Article:

[SCCP] Use constant ranges for binary operators.

If one of the operands of a binary operator is a constant range, we can use ConstantRange::binaryOp to approximate the result. We still handle single element constant ranges as we did previously, with ConstantExpr::get(), because ConstantRange::binaryOp still gives worse results in a few cases for single element ranges. Also note that we bail out early if any of the operands is still unknown. Reviewers: davide, efriedma, mssimpso Reviewed By: efriedma Differential Revision: https://reviews.llvm.org/D71936
2024-12-11 05:24:16 +00:00 · 2020-03-19 09:24:09 +00:00 · 2020-03-19 09:24:09 +00:00 · b3d85ce4e1
commit b3d85ce4e1
parent b875f44290
5 changed files with 165 additions and 56 deletions
--- a/lib/Transforms/Scalar/SCCP.cpp
+++ b/lib/Transforms/Scalar/SCCP.cpp
@ -977,9 +977,18 @@ void SCCPSolver::visitBinaryOperator(Instruction &I) {
  LatticeVal V2State = getValueState(I.getOperand(1));

  LatticeVal &IV = ValueState[&I];
-  if (isOverdefined(IV))

Extracted material:
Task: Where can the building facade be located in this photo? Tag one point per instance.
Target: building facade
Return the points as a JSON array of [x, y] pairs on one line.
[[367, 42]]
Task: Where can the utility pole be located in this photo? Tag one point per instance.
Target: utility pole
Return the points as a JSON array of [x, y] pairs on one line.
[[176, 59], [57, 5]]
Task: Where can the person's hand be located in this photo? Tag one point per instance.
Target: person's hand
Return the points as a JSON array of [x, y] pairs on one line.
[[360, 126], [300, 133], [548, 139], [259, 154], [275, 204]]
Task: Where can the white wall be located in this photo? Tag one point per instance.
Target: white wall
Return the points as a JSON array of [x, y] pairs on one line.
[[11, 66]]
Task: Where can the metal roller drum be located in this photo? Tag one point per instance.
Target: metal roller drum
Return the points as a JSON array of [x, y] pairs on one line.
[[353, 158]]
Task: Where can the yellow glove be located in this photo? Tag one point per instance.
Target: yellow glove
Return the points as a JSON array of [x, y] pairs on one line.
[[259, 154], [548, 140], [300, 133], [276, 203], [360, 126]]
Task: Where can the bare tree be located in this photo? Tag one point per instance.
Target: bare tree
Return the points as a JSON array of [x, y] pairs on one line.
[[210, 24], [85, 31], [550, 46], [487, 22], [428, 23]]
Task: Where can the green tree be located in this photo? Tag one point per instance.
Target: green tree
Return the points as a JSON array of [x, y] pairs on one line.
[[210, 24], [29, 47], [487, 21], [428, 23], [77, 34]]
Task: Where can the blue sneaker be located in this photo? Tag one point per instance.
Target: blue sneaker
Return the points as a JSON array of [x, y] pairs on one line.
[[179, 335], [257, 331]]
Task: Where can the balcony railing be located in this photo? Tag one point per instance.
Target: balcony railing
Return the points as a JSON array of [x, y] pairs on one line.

Required actions:
1. According to the SCCP commit, what is used to approximate the result when one operand of a binary operator is a constant range?
2. Carry on the SCCP commit from its last line.
The entries have nothing to do with this.

Answers:
1. ConstantRange::binaryOp

2.
+  if (IV.isOverdefined())
+    return;
+
+  // If something is undef, wait for it to resolve.
+  if (V1State.isUnknownOrUndef() || V2State.isUnknownOrUndef())
+    return;
+
+  if (V1State.isOverdefined() && V2State.isOverdefined())
    return (void)markOverdefined(&I);

+  // Both operands are non-integer constants or constant expressions.
+  // TODO: Use information from notconstant better.
  if (isConstant(V1State) && isConstant(V2State)) {
    Constant *C = ConstantExpr::get(I.getOpcode(), getConstant(V1State),
                                    getConstant(V2State));
@ -989,50 +998,21 @@ void SCCPSolver::visitBinaryOperator(Instruction &I) {
    return (void)markConstant(IV, &I, C);
  }

-  // If something is undef, wait for it to resolve.
-  if (V1State.isUnknownOrUndef() || V2State.isUnknownOrUndef())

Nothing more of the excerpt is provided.